• Text block:
Although arrests, successful prosecutions and incarcerations of perpetrators have been recorded in Europe and Asia, the same cannot be said of Africa. 

That is not to say that sport in African is safe. Rather on the contrary, it is very vulnerable because investigations are not systematic and thorough. Furthermore, the situation is compounded by the fact that there is no exchange of ideas, information and experiences on these matters. African sports authorities are burying their heads in the sand like the proverbial ostriches. 

It is also more like the comical monkeys of see no evil, hear no evil and say no evil.

 The fact that football associations of Botswana, South Africa, and Zimbabwe have, to varying degrees, been caught in the snares of the match-fixing syndicates is clear evidence that there is a genuine cause for concern. 

Match officials, players and coaches have been banned by FIFA while in some cases officials have been relieved of their jobs by their respective organisations.

The afore-mentioned threats to the integrity and security of sport on the continent are clear indications that collaborative and systematic approaches are needed at national, regional and continental levels. 

One country cannot on its own succeed, no matter how organised or rich they can be.  The time for multi-national and multi-agency cooperation has come.  Sport is but one of the many manifestations of the operations of crime syndicates dealing in money laundering, match-fixing, human and drug trafficking.

 Therefore, it is no longer just a problem of sports authorities to handle. They need the support of other law enforcement agencies such as the police forces of each country and Interpol.

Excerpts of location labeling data
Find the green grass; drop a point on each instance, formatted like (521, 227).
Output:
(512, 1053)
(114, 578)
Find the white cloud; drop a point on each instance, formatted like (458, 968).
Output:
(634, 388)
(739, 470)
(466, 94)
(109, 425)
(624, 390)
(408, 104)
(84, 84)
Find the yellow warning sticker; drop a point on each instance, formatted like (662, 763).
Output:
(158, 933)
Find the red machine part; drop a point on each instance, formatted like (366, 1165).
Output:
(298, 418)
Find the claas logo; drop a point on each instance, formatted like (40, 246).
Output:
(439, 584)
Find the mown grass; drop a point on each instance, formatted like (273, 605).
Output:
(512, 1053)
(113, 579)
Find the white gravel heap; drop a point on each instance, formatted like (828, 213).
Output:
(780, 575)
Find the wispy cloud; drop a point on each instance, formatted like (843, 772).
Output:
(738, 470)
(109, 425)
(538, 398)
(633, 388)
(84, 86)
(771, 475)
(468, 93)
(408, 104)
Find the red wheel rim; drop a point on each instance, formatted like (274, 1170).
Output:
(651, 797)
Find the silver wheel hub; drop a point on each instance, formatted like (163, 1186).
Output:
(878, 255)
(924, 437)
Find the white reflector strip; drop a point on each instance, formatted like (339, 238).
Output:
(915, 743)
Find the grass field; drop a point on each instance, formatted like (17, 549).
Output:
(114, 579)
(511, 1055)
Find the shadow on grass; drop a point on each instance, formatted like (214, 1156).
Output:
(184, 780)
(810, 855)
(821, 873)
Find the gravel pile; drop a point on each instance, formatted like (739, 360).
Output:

--

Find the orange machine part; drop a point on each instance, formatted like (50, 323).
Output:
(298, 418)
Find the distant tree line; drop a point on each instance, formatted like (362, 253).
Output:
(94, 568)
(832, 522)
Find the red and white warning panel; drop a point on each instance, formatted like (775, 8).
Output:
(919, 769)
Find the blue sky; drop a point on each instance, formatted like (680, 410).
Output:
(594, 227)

• Problems to solve:
• A. Write out the part of the match-fixing text that opens with the words "Although arrests, successful" and closes with "said of Africa." without changing a word.
• B. List the countries whose football associations, according to the match-fixing text, have been caught in the snares of match-fixing syndicates.

• Problem solutions:
• A.
Although arrests, successful prosecutions and incarcerations of perpetrators have been recorded in Europe and Asia, the same cannot be said of Africa.

• B.
Botswana
South Africa
Zimbabwe